TEXT PASSAGE:
=== Section Start ===

Nichols is White. Taylor is Black.

Taylor now sits center left on the ESPN / ABC "NBA Countdown," the pregame and halftime production blended into the Suns-Bucks thankful crescendo.

That's where she'll be Sunday night - alongside Jalen Rose, Jay Williams and the improbable Adrian Wojnarowski - when Devin Booker and Phoenix try to go up 3-0 at Milwaukee.

Nichols, 47, has apologized, apparently for being honest and pointing out that her contract with ESPN/ABC assured her of a prime slot on coverage of the NBA Finals.

She is spending her weekdays hosting "The Jump" on ESPN.

Taylor, 34, is a free agent on July 20. She has publicly stated she is seeking "Stephen A. Smith money." That, presumably, would mean a raise from her current estimated salary of $1M annually to something closer to Smith's reported $8M.

Good luck with that, although $3.5M now appears attainable.

Perhaps a séance communing the philosophies of Kahlil Gibran, Frederick Douglass, Phyllis George and Quincy Jones ("We Are The World") could settle the dust.

In the meantime, modern man's quest for the perfect median workplace "diversity" shall march on, hopefully not to end in gratuitous folly.

And Rachel Nichols should sue all entities responsible for the illegal taping and dissemination of the content of her private phone call.

GREAT NOTE FROM DAVE TULEY, a senior reporter at Vegas Stats and Info (vsin.com):

If a bettor caught the Cubs going bad at the right time two weeks ago, a $100 money-line wager on Game 1 of their recent 11-game losing streak rolled over through each subsequent defeat would have produced a gross win of $33,118 (plus the original $100).

The super psychic within would then have had to turn off the cabbage faucet before the inimitable Alec Mills sparked D. "Loss" Ross and the Flubbies to an 8-3 win over Philadelphia Wednesday night.

Tuley was pioneering modern sports betting insights in The Daily Racing Form 20 years ago. He's also as locally spawned as it gets - Glenbard North (Class of '84) and Northern Illinois ('88).

Those are the same touchpoints of upward matriculation as Daily Herald sports editor Mike Smith.

RECENT SPECULATION that sports Krugerrand Paul Sullivan of the depleted Chicago Tribune may expand his forays into media matters recalls a grand tale about the transcendent Gary Deeb - still the greatest American radio & TV columnist of all time.

=== Section End ===

RECORDED DATA:
=== Section Start ===

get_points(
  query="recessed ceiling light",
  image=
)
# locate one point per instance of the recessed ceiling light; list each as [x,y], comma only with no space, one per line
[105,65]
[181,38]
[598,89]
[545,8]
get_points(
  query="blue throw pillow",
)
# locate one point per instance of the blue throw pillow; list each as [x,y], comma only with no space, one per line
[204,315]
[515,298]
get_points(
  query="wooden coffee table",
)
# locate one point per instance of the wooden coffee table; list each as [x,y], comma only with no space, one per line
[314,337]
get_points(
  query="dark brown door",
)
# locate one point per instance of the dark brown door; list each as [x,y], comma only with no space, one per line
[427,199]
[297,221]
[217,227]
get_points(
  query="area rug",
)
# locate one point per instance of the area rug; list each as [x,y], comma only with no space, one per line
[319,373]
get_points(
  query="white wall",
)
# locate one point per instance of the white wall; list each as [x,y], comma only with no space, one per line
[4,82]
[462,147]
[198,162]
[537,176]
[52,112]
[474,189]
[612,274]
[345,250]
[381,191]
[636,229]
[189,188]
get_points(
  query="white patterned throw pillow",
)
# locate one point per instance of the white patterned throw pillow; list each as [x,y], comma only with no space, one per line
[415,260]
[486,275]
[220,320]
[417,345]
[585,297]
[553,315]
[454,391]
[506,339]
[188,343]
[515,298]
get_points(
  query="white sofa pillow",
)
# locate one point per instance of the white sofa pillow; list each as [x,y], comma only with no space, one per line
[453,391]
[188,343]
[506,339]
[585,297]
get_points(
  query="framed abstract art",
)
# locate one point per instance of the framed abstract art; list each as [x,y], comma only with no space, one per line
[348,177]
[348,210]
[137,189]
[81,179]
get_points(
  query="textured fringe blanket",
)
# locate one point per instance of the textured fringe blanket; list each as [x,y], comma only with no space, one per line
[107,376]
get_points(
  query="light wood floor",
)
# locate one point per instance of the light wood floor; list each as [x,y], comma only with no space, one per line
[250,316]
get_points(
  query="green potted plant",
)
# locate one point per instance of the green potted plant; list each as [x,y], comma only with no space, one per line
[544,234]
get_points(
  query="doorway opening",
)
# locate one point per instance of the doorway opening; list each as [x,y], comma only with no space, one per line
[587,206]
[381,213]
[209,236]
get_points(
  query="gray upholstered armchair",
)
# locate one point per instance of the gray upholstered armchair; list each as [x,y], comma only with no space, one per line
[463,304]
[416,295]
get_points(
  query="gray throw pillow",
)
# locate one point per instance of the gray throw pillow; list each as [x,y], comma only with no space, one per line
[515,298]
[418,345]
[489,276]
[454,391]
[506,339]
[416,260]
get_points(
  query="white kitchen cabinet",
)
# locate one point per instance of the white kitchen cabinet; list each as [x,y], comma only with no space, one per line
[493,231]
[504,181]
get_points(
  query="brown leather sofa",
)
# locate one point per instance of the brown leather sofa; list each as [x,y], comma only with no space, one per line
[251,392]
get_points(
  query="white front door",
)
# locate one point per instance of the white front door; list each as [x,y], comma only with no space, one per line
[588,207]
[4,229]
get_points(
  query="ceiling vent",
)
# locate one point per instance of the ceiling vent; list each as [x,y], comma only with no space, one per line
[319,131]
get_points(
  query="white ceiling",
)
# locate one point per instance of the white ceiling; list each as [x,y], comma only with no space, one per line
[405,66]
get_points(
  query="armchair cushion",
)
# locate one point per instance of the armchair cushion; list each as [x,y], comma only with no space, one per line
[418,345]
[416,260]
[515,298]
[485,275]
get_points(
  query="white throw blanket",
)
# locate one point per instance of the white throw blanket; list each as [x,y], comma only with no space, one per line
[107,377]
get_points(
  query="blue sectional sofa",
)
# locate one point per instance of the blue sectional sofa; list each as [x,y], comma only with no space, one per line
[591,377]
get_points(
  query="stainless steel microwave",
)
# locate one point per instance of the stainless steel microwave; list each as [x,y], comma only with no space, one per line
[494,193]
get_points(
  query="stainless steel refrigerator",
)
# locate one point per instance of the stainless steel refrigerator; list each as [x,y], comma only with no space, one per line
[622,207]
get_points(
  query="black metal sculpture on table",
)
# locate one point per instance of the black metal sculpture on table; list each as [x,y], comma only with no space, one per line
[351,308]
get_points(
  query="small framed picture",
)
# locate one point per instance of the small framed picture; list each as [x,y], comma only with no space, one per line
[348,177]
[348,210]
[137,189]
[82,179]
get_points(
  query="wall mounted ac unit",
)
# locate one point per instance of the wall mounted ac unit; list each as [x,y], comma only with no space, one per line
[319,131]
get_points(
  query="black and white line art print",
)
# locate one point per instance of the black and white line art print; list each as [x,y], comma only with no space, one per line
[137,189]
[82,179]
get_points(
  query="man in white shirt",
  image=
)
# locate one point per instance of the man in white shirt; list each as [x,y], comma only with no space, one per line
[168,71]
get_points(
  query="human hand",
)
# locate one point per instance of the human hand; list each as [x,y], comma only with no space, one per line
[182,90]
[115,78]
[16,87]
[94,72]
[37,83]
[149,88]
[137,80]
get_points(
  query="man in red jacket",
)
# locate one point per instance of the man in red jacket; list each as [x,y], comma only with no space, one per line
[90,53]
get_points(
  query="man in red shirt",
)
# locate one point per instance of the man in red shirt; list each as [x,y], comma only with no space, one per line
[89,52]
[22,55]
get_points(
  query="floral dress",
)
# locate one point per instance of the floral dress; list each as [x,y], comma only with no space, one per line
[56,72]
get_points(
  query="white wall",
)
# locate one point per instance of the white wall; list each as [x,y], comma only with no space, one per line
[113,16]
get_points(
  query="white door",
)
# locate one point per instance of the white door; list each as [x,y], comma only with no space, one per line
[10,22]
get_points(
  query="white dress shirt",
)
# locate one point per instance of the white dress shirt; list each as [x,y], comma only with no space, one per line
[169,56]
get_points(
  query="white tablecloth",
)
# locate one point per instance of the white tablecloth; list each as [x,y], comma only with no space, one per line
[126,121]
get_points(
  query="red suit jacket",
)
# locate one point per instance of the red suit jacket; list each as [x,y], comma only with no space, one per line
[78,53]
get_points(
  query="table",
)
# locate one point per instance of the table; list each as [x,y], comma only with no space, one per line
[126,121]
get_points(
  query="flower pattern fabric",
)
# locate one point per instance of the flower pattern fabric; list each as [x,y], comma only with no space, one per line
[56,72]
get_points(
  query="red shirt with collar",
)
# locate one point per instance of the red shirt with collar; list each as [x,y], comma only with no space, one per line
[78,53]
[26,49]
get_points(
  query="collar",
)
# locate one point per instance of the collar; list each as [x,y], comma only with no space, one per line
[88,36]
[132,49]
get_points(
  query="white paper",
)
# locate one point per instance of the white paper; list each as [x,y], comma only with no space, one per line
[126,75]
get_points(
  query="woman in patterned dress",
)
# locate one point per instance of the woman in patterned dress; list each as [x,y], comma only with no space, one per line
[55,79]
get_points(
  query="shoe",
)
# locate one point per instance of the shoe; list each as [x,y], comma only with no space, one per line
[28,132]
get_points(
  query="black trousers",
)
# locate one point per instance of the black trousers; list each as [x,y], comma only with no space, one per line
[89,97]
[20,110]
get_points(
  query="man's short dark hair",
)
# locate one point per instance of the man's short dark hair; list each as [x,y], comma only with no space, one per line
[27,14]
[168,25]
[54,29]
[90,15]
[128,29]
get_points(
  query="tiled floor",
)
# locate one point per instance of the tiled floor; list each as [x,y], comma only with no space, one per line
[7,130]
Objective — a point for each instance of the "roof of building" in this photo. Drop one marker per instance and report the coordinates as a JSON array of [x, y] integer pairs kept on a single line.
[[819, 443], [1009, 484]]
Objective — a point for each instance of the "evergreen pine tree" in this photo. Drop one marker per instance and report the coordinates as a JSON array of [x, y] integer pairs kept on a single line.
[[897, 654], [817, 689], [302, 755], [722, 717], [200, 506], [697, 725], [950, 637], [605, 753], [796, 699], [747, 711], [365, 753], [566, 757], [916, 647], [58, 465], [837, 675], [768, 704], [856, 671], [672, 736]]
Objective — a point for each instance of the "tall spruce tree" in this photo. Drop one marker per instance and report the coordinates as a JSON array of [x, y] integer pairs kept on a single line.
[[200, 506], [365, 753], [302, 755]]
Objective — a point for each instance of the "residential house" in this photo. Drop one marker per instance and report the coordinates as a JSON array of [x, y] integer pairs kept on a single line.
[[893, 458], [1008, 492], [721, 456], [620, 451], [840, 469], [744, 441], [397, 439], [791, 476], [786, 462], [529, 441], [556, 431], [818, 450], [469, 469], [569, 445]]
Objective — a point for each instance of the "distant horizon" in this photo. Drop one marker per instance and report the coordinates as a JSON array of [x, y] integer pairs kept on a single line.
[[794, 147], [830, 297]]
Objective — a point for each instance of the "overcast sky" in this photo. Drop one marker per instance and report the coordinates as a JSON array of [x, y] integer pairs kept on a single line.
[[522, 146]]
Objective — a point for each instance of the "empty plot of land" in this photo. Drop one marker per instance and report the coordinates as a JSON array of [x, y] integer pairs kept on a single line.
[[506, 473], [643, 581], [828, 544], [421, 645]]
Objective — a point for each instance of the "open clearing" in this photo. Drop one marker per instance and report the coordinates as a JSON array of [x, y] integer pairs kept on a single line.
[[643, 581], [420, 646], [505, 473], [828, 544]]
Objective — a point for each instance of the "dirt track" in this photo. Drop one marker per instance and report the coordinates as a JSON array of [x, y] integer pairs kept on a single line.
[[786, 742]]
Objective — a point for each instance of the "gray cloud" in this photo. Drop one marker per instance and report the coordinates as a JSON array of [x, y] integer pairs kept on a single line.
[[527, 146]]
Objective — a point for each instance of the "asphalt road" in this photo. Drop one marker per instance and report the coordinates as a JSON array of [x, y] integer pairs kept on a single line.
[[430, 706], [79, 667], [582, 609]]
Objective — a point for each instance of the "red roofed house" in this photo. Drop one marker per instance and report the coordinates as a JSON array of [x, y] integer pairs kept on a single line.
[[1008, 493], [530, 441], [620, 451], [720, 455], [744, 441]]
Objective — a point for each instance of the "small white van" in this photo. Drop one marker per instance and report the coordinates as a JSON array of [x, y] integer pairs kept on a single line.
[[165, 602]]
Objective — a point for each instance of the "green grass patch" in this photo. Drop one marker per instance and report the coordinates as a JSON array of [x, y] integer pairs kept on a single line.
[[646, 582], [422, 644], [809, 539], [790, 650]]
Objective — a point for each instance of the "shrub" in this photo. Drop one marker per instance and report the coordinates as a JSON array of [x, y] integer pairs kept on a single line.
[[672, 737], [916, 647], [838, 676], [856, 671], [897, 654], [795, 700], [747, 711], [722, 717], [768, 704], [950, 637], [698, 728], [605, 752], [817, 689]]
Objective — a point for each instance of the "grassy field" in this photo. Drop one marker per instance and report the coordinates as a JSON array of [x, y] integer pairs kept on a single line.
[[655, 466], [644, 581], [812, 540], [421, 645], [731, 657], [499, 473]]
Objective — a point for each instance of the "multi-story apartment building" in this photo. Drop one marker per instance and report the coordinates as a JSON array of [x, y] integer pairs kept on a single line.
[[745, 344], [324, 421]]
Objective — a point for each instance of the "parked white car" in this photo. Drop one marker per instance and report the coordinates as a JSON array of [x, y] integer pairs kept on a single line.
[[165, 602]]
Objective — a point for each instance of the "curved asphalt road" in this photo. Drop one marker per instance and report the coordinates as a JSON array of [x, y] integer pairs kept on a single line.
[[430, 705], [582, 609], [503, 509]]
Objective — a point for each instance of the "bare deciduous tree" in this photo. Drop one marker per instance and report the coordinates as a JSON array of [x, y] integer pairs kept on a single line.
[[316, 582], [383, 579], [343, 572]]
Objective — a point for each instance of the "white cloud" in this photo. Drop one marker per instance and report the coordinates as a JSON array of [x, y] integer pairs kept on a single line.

=== Section End ===

PROBLEM SET:
1. In the sports media column, what ESPN show does Nichols host on weekdays?
2. Transcribe the sports media column, beginning at the words "If a bettor" and stopping after "editor Mike Smith.".
The records are separate material, unrelated to the sports media column.

EXPECTED RESPONSES:
1. "The Jump"

2.
If a bettor caught the Cubs going bad at the right time two weeks ago, a $100 money-line wager on Game 1 of their recent 11-game losing streak rolled over through each subsequent defeat would have produced a gross win of $33,118 (plus the original $100).

The super psychic within would then have had to turn off the cabbage faucet before the inimitable Alec Mills sparked D. "Loss" Ross and the Flubbies to an 8-3 win over Philadelphia Wednesday night.

Tuley was pioneering modern sports betting insights in The Daily Racing Form 20 years ago. He's also as locally spawned as it gets - Glenbard North (Class of '84) and Northern Illinois ('88).

Those are the same touchpoints of upward matriculation as Daily Herald sports editor Mike Smith.